Count how many lines in the listing contain the string "tree", treating uppercase and lowercase as different, and give only the number.

- Data records:
⁂

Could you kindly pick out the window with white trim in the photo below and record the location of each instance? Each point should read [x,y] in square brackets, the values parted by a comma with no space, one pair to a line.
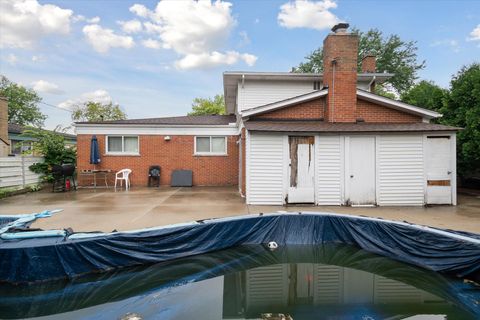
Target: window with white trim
[211,145]
[122,145]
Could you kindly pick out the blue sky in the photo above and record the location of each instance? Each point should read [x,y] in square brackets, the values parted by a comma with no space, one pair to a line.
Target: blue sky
[154,60]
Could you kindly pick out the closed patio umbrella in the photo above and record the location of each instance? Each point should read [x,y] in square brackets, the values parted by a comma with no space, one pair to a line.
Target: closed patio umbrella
[94,151]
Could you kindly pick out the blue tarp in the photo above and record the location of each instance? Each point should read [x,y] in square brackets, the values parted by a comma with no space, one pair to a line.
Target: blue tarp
[31,260]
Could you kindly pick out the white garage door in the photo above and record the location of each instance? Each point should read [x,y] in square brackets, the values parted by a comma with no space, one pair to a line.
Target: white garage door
[265,169]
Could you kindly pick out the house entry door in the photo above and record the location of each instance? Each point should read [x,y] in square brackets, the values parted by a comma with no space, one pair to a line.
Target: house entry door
[439,170]
[361,175]
[301,174]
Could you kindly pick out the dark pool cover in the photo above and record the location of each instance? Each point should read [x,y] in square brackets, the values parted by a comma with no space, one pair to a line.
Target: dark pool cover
[41,259]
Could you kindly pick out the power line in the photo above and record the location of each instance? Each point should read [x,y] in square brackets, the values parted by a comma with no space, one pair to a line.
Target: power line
[56,107]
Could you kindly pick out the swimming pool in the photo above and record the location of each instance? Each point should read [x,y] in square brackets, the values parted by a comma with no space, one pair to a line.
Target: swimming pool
[328,281]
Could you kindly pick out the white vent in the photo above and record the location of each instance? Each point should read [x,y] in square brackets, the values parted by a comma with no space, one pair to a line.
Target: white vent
[400,170]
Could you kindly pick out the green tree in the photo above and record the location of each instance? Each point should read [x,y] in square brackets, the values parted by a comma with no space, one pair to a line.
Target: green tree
[425,94]
[22,104]
[208,106]
[462,109]
[53,148]
[394,55]
[95,112]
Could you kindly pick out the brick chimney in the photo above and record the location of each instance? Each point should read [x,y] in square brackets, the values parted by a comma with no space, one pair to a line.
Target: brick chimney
[3,127]
[340,49]
[369,63]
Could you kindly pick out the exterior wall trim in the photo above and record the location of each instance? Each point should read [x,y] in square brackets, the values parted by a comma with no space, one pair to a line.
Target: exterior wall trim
[121,129]
[285,103]
[397,105]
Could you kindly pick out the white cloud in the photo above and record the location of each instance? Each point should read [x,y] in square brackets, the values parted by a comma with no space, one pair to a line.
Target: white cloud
[93,20]
[152,44]
[23,22]
[214,59]
[43,86]
[11,59]
[131,26]
[452,43]
[140,10]
[244,37]
[102,40]
[100,96]
[197,30]
[475,34]
[308,14]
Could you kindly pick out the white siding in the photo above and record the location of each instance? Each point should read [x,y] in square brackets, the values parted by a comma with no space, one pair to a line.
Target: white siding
[328,175]
[265,169]
[15,172]
[258,93]
[327,284]
[400,172]
[267,286]
[392,291]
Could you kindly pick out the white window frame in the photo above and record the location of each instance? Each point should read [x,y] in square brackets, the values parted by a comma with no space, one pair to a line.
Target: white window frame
[122,153]
[210,153]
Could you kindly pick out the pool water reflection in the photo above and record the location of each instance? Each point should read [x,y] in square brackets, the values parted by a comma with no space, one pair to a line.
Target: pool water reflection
[252,282]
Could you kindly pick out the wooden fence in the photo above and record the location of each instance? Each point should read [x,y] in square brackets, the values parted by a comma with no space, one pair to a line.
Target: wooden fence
[14,171]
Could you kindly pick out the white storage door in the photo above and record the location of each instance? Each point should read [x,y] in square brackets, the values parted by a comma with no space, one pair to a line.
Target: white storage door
[265,169]
[361,171]
[439,170]
[400,170]
[328,170]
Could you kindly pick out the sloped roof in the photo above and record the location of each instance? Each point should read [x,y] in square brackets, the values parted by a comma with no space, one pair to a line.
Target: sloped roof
[18,129]
[361,94]
[207,120]
[231,79]
[285,103]
[321,126]
[398,105]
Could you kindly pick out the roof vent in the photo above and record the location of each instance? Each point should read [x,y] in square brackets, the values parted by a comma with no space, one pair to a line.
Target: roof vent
[340,27]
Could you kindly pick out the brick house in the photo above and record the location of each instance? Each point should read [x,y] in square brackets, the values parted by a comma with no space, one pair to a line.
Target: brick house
[324,138]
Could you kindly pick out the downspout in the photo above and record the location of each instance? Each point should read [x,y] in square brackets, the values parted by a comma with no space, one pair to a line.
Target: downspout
[371,82]
[334,63]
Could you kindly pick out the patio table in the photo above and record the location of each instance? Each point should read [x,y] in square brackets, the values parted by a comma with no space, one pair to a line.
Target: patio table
[104,172]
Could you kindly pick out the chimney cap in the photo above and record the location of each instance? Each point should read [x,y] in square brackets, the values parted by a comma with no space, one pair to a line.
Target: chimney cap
[342,26]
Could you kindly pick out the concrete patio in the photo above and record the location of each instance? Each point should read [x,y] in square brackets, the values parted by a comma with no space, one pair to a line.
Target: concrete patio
[106,210]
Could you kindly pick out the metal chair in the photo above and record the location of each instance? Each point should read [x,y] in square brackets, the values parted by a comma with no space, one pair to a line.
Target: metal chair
[154,174]
[123,175]
[58,178]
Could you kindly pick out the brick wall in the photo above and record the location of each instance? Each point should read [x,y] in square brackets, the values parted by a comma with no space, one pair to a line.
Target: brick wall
[4,149]
[371,112]
[169,155]
[309,110]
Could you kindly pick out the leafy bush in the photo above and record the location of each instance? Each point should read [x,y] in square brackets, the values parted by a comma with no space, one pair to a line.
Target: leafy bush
[51,145]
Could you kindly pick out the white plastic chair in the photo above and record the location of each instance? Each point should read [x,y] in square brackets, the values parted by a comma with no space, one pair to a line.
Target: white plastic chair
[123,175]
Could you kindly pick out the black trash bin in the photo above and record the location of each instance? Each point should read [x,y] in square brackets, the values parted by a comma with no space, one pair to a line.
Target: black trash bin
[154,175]
[60,174]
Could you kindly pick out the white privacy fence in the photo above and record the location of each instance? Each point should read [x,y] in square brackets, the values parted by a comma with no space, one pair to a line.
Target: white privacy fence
[15,172]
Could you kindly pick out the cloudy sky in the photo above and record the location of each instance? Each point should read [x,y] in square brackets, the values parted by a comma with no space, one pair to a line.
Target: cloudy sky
[154,57]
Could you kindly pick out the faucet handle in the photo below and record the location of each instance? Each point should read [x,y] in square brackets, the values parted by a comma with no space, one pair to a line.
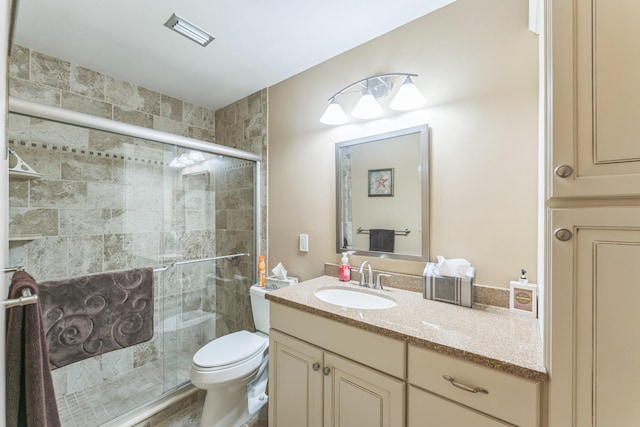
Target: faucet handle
[378,284]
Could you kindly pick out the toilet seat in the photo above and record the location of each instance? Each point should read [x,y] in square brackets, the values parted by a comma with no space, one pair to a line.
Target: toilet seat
[229,351]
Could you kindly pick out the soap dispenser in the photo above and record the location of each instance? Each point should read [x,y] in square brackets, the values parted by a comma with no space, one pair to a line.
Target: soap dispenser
[344,271]
[523,296]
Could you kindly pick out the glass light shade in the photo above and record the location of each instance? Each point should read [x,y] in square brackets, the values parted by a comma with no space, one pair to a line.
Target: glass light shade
[334,114]
[367,106]
[408,97]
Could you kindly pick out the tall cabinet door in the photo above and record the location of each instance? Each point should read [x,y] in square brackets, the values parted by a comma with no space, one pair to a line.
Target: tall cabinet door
[595,98]
[295,382]
[595,317]
[358,396]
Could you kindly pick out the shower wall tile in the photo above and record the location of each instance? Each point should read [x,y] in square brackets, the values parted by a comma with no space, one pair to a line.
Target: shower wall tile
[60,194]
[33,221]
[48,258]
[84,374]
[50,71]
[142,220]
[90,221]
[193,115]
[18,128]
[191,277]
[87,82]
[201,134]
[76,167]
[171,126]
[47,132]
[171,108]
[146,248]
[117,363]
[117,251]
[130,96]
[83,104]
[133,117]
[47,162]
[191,301]
[19,193]
[190,245]
[35,92]
[19,64]
[108,142]
[146,353]
[102,195]
[86,255]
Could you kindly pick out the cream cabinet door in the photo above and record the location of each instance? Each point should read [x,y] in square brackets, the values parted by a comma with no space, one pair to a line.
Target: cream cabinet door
[357,396]
[594,98]
[295,382]
[429,410]
[595,317]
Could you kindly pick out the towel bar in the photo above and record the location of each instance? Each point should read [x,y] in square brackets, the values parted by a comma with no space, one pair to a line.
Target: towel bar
[25,299]
[404,232]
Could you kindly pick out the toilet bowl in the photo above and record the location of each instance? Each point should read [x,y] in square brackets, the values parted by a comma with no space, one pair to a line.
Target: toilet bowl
[233,370]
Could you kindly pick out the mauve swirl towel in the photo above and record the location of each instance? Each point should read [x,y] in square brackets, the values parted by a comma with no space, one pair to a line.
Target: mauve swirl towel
[30,398]
[90,315]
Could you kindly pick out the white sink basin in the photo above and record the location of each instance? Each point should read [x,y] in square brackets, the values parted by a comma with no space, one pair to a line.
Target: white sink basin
[354,299]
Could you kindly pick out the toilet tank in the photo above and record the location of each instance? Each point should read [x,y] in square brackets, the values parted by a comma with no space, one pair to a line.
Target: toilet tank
[260,308]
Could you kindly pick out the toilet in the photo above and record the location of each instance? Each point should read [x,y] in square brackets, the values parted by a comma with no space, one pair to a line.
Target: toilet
[233,370]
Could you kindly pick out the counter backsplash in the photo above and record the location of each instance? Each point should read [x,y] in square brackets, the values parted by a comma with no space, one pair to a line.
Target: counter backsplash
[487,295]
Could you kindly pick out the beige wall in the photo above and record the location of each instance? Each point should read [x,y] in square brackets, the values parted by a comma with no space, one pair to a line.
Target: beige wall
[478,68]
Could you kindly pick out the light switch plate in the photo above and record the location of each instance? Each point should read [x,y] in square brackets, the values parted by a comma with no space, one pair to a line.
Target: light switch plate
[304,243]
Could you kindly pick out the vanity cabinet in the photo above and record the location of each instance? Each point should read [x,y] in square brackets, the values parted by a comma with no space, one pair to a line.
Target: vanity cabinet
[469,395]
[595,98]
[594,101]
[594,343]
[309,385]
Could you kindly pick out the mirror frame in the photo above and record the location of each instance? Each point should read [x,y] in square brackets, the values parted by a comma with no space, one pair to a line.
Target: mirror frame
[423,131]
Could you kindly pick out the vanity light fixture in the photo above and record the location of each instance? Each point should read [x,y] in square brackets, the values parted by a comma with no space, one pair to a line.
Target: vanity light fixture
[372,89]
[189,30]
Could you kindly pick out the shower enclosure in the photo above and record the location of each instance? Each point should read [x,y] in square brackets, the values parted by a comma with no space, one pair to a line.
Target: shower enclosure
[109,196]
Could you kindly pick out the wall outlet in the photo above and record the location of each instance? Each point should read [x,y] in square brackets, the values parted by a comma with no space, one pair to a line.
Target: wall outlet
[304,243]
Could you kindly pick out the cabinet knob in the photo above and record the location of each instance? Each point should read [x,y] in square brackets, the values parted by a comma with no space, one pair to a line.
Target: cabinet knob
[563,234]
[564,171]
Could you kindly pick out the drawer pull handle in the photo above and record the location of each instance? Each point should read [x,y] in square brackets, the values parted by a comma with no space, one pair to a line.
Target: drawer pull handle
[465,387]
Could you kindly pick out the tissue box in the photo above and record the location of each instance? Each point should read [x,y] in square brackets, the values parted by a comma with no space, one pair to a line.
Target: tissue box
[454,290]
[273,283]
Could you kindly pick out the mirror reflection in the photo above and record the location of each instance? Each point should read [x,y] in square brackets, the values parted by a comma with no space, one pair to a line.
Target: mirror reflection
[382,195]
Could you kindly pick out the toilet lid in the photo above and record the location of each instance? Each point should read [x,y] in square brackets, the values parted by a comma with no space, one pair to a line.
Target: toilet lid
[229,350]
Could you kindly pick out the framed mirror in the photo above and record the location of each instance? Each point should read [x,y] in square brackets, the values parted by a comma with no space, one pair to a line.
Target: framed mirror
[382,195]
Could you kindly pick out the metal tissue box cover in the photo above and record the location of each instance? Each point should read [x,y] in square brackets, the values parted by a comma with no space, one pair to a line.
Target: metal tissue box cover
[273,283]
[454,290]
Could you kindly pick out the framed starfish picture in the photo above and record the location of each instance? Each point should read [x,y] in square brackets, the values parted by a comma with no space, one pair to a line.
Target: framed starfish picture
[381,182]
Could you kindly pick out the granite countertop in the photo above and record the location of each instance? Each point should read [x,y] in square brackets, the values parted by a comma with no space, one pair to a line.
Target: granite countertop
[486,335]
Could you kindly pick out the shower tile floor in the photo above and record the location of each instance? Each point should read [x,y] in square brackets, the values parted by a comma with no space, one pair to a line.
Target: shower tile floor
[96,405]
[99,404]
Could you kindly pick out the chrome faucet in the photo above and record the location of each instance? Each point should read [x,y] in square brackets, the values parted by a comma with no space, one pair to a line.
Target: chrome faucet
[369,281]
[378,284]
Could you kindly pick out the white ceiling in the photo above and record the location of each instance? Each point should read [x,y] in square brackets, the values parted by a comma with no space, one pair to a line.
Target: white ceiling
[258,42]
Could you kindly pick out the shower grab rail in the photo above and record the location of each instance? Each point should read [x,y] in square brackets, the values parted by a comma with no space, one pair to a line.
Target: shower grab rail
[26,298]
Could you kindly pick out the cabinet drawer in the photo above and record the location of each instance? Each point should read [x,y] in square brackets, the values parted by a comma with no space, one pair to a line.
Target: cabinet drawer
[382,353]
[509,398]
[428,409]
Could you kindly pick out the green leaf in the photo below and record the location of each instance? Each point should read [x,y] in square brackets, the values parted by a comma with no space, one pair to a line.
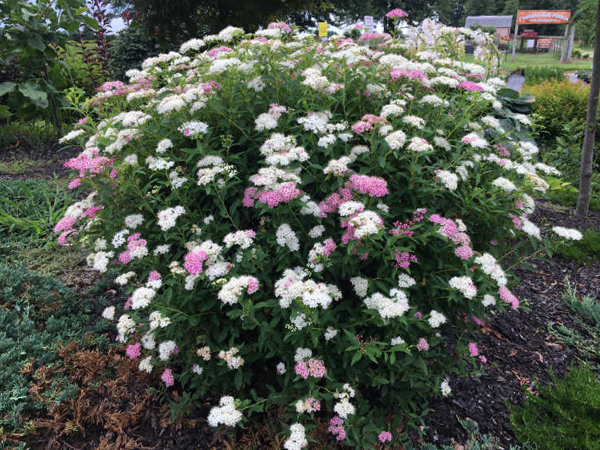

⁂

- EXERCISE ANSWER:
2